Written exercise: Can you write out the entries again from the line with "white headscarf?" through the last line, requests included, with every corner coordinate in the answers multiplied by 0.35 and rounded to a whole number, halves up? Leave the requests and their sample coordinates unchanged, and return only those lines.

Entries provided:
>> start

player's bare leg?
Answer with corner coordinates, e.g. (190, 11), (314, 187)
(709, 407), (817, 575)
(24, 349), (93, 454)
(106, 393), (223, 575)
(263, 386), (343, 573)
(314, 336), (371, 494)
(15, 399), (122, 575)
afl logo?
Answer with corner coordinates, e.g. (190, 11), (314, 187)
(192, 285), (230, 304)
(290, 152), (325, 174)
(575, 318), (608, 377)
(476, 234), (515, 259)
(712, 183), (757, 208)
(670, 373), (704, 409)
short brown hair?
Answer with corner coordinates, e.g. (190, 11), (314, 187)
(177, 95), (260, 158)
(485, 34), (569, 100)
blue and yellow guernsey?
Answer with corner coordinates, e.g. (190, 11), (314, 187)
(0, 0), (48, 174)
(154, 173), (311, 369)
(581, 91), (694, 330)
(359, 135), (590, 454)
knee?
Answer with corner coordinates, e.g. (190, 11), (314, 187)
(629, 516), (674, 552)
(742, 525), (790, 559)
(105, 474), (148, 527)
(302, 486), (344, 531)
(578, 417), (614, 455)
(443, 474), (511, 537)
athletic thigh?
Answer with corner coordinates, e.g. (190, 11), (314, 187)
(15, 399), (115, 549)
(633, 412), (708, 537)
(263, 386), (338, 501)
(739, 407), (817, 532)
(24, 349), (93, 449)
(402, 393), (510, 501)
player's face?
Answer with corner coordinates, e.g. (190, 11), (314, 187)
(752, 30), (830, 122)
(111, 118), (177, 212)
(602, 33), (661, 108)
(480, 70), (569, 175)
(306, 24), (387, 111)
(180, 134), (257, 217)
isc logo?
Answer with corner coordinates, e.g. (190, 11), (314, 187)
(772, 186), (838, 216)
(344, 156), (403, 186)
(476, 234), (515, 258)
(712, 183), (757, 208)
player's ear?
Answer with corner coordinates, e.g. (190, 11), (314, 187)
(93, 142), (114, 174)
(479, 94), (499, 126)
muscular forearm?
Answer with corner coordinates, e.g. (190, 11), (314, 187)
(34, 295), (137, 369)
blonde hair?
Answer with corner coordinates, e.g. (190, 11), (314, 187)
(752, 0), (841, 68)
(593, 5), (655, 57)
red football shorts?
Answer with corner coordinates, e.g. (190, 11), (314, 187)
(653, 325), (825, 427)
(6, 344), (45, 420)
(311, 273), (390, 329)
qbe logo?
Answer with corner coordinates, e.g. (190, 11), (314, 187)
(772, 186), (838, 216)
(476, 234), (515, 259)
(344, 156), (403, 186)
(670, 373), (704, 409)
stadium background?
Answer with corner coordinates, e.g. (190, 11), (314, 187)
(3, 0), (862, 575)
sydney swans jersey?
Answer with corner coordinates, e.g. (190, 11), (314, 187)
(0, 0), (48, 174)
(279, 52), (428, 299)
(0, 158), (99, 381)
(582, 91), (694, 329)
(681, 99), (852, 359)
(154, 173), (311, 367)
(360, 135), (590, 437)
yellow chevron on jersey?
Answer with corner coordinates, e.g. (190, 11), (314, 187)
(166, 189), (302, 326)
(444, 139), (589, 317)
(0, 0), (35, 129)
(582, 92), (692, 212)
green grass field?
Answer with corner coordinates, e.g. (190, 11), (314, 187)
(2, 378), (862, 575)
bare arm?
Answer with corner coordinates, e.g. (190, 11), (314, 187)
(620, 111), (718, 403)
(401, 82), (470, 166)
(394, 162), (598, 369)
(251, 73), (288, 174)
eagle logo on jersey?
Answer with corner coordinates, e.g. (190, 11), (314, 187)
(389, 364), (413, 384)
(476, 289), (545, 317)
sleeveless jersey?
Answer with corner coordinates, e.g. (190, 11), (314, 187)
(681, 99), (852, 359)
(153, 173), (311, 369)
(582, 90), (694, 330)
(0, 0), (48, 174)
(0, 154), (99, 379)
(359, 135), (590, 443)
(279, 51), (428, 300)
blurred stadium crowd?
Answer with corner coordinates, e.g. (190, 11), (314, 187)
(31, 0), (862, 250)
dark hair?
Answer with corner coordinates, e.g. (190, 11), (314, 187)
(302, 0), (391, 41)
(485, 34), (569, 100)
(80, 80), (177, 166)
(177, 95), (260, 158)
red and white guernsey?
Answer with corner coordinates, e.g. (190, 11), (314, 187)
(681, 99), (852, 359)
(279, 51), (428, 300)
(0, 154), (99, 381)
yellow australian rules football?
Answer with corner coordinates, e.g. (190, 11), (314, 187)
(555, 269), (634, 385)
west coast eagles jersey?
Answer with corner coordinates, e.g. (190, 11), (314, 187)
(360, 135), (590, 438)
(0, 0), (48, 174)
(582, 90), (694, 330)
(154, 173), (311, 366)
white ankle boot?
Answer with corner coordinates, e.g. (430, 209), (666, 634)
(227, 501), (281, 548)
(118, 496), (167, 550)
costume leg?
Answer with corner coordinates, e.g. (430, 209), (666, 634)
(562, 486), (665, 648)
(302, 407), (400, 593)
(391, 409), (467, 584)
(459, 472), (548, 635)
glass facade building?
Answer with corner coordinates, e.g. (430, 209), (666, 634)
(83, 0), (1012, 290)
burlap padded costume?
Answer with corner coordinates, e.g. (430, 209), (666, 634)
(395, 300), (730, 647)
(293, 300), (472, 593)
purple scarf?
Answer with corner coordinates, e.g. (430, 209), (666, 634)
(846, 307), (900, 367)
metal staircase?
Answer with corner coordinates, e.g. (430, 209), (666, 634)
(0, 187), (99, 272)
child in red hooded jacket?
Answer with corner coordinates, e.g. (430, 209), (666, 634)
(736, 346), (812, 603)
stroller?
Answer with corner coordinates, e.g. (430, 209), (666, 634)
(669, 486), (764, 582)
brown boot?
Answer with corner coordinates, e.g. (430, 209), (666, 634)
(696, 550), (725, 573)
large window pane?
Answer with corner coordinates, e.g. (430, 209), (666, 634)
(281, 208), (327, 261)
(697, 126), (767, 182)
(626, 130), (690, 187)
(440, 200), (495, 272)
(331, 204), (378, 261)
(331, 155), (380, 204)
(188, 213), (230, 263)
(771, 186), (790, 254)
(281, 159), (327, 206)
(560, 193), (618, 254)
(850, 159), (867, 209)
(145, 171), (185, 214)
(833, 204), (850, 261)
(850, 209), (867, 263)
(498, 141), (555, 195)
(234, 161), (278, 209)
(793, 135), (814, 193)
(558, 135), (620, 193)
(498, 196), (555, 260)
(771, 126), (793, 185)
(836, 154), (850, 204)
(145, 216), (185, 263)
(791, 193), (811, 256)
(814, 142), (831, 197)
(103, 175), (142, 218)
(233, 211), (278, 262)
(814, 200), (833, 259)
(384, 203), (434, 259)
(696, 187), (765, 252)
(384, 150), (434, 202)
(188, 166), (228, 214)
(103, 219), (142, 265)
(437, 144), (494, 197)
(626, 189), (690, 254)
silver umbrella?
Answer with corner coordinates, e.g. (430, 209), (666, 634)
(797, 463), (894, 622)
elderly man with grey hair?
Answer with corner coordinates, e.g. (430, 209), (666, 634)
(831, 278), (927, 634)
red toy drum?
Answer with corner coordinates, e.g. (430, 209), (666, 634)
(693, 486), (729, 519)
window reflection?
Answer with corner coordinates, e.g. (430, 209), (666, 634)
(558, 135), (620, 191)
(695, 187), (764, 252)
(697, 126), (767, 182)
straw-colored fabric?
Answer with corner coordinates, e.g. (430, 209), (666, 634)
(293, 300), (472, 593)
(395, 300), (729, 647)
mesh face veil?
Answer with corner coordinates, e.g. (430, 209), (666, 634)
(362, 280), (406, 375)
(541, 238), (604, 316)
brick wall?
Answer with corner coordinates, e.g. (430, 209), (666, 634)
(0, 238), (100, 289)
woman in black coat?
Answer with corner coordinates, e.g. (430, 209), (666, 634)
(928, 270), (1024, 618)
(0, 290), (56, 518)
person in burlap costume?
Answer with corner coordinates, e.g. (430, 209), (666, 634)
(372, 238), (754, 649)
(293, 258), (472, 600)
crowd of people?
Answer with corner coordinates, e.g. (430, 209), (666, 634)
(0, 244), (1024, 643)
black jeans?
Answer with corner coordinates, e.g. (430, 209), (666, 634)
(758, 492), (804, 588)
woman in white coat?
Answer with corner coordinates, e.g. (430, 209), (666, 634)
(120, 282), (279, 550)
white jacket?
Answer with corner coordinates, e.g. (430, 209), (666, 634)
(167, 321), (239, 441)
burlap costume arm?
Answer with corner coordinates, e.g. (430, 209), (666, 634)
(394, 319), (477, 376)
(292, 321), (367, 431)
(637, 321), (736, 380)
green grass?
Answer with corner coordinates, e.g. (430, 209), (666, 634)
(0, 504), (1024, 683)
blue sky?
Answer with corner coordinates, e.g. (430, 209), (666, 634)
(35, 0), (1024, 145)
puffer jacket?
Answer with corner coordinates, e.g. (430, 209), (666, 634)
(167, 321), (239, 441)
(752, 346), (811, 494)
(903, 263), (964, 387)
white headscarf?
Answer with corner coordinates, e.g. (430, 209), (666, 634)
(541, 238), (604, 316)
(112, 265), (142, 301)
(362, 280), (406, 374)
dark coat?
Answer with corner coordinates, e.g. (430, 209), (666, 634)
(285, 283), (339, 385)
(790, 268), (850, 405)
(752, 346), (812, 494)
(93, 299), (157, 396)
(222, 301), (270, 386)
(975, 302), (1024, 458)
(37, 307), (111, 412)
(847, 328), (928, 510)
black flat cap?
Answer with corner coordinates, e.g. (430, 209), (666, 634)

>> end

Expected output:
white headscarf?
Answer with corner coordinates, e.g. (430, 209), (666, 634)
(189, 83), (211, 111)
(39, 93), (50, 105)
(127, 98), (142, 131)
dark coat?
Answer with corner coordinates, e.g. (430, 209), (666, 634)
(100, 99), (119, 135)
(277, 94), (298, 142)
(263, 121), (284, 173)
(33, 105), (55, 139)
(78, 105), (95, 135)
(341, 106), (358, 160)
(13, 107), (39, 144)
(296, 115), (325, 179)
black flat cap?
Answer with corner coordinates, e.g. (430, 209), (666, 634)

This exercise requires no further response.